(Excerpts from segmentation records)
^^^^^^^^^^^^^^^^
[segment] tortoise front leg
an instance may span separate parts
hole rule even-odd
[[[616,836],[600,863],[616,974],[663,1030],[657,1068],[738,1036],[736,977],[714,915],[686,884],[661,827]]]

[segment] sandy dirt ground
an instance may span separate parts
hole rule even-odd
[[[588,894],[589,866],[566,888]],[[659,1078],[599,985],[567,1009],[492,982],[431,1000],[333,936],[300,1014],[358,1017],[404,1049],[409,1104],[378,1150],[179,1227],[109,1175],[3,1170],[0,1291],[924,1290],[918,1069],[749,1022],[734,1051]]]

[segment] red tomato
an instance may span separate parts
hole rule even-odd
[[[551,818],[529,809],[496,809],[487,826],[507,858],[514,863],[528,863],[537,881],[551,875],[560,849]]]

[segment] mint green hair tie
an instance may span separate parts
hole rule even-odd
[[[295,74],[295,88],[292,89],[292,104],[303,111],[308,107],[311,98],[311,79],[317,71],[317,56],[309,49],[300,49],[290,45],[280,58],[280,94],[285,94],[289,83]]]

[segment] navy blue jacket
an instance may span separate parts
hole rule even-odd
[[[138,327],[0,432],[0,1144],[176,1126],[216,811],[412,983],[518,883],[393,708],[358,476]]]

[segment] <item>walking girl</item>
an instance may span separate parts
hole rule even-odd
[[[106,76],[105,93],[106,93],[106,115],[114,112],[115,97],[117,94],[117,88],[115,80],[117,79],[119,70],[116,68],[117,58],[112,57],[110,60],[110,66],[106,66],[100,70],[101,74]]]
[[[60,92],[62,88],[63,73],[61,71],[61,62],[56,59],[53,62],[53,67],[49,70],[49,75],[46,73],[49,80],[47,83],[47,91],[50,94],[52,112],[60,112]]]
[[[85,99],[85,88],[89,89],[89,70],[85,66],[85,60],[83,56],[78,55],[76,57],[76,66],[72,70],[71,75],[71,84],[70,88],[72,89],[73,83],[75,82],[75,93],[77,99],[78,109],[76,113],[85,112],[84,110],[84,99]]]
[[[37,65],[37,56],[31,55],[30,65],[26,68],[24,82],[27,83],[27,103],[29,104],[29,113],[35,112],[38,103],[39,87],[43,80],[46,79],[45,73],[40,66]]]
^^^^^^^^^^^^^^^^
Please turn the lines from the one containing "[segment] <item>walking girl</item>" through the final line above, both included, into a JSON list of strings with one string per line and blank lines omitted.

[
  "[segment] <item>walking girl</item>",
  "an instance may span separate parts",
  "hole rule even-odd",
  "[[[106,76],[105,93],[106,93],[106,115],[114,112],[115,97],[117,94],[117,88],[115,80],[117,79],[119,70],[116,68],[117,58],[112,57],[110,60],[110,66],[106,66],[100,70],[101,74]]]",
  "[[[60,92],[62,88],[63,73],[61,71],[61,62],[56,59],[53,62],[53,67],[49,70],[49,75],[46,73],[49,80],[47,83],[47,91],[50,94],[52,112],[60,112]]]",
  "[[[85,99],[85,88],[89,89],[89,70],[85,66],[85,60],[83,56],[78,55],[76,57],[76,66],[72,70],[71,75],[71,84],[70,88],[72,89],[73,83],[75,82],[75,93],[77,99],[78,109],[76,113],[85,112],[84,110],[84,99]]]",
  "[[[37,65],[37,56],[31,55],[30,65],[26,68],[24,82],[27,83],[27,103],[29,104],[29,113],[35,112],[38,103],[39,87],[43,80],[46,79],[45,73],[40,66]]]"
]